> [EXERCISE DATA]
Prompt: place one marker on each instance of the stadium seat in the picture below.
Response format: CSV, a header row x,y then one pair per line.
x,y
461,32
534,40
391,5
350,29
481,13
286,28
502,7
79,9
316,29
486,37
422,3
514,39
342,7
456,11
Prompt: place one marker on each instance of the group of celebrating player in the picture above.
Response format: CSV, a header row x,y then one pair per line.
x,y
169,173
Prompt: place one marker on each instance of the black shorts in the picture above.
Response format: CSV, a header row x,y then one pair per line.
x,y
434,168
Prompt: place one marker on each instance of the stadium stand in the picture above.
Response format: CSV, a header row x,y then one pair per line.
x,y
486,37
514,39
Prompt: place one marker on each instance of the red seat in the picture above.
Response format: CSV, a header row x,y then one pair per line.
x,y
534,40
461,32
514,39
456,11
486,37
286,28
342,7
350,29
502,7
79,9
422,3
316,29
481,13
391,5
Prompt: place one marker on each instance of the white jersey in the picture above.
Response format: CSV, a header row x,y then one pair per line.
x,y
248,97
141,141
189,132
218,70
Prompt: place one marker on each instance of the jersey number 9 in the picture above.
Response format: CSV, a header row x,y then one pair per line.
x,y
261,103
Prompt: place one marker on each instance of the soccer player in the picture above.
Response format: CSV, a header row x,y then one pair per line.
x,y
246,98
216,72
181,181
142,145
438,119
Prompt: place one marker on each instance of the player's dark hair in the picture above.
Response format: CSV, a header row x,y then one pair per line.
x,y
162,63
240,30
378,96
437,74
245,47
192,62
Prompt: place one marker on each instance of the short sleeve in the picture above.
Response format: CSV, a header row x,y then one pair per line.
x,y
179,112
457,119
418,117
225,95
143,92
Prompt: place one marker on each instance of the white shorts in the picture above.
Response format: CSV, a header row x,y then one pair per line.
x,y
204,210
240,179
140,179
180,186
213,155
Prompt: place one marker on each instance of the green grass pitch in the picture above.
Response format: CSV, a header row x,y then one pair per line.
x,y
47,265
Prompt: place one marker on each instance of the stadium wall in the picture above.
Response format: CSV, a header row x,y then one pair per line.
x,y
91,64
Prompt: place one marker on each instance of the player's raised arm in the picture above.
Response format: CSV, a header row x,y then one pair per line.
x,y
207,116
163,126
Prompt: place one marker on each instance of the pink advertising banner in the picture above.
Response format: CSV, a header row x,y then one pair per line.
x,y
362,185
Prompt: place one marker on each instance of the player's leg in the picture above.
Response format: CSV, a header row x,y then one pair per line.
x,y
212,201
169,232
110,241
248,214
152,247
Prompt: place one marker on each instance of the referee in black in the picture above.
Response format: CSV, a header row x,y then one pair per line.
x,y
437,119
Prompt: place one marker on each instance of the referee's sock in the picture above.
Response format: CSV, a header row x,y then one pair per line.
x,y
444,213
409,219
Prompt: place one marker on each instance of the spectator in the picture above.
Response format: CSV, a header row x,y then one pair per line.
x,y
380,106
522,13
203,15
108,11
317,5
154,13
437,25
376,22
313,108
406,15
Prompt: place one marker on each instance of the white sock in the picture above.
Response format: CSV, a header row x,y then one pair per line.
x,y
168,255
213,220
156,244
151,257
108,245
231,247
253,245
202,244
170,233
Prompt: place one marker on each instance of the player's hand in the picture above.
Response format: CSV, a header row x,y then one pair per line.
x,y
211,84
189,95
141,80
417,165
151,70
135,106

> [TASK STATEMENT]
Look above for the line with "Prompt: place one marker on each instance of the white jersey" and the line with "Prompt: place one marker on each instance of the short". Write out those two lines and all the lines between them, exactly, and no others.

> [ANSWER TO THIS EXERCISE]
Prompt: place one marker on each instance of the white jersey in the picture above.
Response format: CSV, a header row x,y then one pair per line.
x,y
248,97
141,141
189,132
218,70
Prompt: place one marker on each instance of the jersey number 9 in the picture above.
Response format: CSV, a header row x,y then one pair per line.
x,y
261,103
Prompt: place one marker on each instance of the soccer player in the picture above.
Response format: CSV, a header row x,y then one pair per line.
x,y
246,98
216,72
181,181
142,145
438,119
Prompt: place one marker on each instance of the player's dark hair in the picture above.
Response format: CSV, a header row x,y then one pair per line.
x,y
162,63
240,30
378,96
437,74
245,47
192,62
Prompt: place one marker on each instance of the short sleeve in the picture above.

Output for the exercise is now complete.